§ **WHAT TO WORK ON**:
Copy the data from the line that contains "Every instance of the surveillance camera tower" to its last line, exactly, including both of those lines and leaving out everything before.

Start of LISTING

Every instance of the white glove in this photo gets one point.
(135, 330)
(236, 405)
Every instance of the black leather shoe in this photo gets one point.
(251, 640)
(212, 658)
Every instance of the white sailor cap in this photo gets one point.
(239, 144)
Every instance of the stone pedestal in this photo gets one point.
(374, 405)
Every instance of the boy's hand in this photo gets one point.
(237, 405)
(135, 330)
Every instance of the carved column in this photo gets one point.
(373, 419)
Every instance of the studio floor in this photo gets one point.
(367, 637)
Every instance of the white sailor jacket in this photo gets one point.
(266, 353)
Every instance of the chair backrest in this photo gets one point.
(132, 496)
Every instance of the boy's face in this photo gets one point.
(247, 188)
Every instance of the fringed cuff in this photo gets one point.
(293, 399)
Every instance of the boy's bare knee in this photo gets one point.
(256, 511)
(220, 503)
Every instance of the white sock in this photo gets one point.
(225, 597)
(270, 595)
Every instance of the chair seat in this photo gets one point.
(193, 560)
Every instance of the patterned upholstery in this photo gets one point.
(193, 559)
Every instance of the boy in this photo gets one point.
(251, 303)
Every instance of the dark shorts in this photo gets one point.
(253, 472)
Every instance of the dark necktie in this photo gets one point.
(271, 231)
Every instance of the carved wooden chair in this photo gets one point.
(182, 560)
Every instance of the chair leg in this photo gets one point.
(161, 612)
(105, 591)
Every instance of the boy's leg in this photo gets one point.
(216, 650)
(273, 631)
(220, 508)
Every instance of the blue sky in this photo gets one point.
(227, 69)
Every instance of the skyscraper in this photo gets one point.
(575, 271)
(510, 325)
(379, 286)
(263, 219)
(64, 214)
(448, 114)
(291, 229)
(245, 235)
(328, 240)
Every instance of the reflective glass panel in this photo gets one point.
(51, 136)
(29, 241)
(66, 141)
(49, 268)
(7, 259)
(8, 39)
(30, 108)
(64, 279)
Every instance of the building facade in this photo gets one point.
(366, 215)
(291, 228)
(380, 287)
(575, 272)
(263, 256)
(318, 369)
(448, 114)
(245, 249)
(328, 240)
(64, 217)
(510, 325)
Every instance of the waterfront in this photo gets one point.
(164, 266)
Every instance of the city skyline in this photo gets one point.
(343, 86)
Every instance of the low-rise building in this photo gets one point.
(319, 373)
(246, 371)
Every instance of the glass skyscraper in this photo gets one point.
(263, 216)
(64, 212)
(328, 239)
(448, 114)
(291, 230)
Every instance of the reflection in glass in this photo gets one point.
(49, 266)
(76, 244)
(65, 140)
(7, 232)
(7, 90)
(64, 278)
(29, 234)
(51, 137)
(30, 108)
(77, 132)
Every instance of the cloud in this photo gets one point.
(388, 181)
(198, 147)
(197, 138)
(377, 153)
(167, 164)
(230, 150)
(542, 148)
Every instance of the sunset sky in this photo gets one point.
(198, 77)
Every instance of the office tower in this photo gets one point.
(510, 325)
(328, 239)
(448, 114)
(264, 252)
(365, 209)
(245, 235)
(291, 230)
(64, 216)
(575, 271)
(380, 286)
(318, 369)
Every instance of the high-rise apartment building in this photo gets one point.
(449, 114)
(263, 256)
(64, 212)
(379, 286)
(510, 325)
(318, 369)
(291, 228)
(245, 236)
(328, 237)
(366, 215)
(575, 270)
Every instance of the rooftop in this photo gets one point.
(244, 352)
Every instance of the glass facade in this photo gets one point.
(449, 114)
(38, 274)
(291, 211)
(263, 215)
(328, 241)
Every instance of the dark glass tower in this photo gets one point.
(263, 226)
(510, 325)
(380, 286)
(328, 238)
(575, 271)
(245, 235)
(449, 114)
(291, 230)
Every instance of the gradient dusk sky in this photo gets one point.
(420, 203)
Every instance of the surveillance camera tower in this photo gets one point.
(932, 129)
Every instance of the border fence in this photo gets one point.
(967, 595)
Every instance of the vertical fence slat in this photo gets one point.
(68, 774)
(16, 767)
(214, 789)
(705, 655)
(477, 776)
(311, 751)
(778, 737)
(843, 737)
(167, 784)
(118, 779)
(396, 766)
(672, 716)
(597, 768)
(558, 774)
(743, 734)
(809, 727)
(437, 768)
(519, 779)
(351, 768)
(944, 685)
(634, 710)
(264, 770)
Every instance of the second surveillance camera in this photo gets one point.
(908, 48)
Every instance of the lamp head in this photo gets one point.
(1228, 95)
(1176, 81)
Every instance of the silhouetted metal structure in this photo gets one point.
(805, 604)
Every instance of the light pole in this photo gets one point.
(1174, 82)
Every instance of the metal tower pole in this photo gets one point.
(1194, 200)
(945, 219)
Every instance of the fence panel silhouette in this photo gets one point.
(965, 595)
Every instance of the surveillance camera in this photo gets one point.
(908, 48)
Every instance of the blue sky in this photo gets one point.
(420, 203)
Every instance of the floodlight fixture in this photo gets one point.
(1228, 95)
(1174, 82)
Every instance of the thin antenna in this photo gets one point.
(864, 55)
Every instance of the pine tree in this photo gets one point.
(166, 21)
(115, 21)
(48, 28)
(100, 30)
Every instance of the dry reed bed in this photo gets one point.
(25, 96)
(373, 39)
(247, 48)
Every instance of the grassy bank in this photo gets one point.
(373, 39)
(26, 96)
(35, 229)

End of LISTING

§ **ANSWER**:
Every instance of the surveillance camera tower in this photo gets one point.
(932, 129)
Every instance of the border fence in this photo gets one point.
(967, 595)
Every instance of the vertical fence slat in this photo gets one point.
(68, 774)
(16, 767)
(214, 789)
(705, 655)
(477, 776)
(311, 751)
(778, 737)
(843, 737)
(167, 784)
(118, 779)
(396, 766)
(672, 716)
(597, 768)
(558, 774)
(743, 734)
(809, 727)
(437, 768)
(519, 779)
(351, 768)
(944, 685)
(634, 710)
(264, 770)
Every instance of the second surveillance camera in this photo gets one point.
(908, 48)
Every instance of the lamp head in this photo gets one point.
(1228, 95)
(1176, 81)
Every instance of the silhouetted metal structure in this photo gets one point.
(805, 604)
Every instance of the light pole in this photo gets one point.
(1174, 82)
Every instance of the metal tower pole in this photo gets one point.
(1194, 200)
(945, 219)
Every instance of the fence panel silhouette in this photo gets one point.
(965, 595)
Every instance of the surveillance camera in this photo gets one point.
(908, 48)
Every instance of the blue sky in this photo gets one point.
(420, 203)
Every instance of the floodlight fixture in this photo gets one point.
(1228, 95)
(1174, 82)
Every instance of the thin antenna in this photo gets one point.
(864, 55)
Every instance of the pine tree in this photo gets one point.
(166, 21)
(115, 21)
(48, 28)
(100, 30)
Every instance of the dry reed bed in this photo gets one point.
(25, 96)
(373, 39)
(247, 48)
Every instance of the grassy bank in this photo gets one point.
(373, 39)
(26, 96)
(35, 229)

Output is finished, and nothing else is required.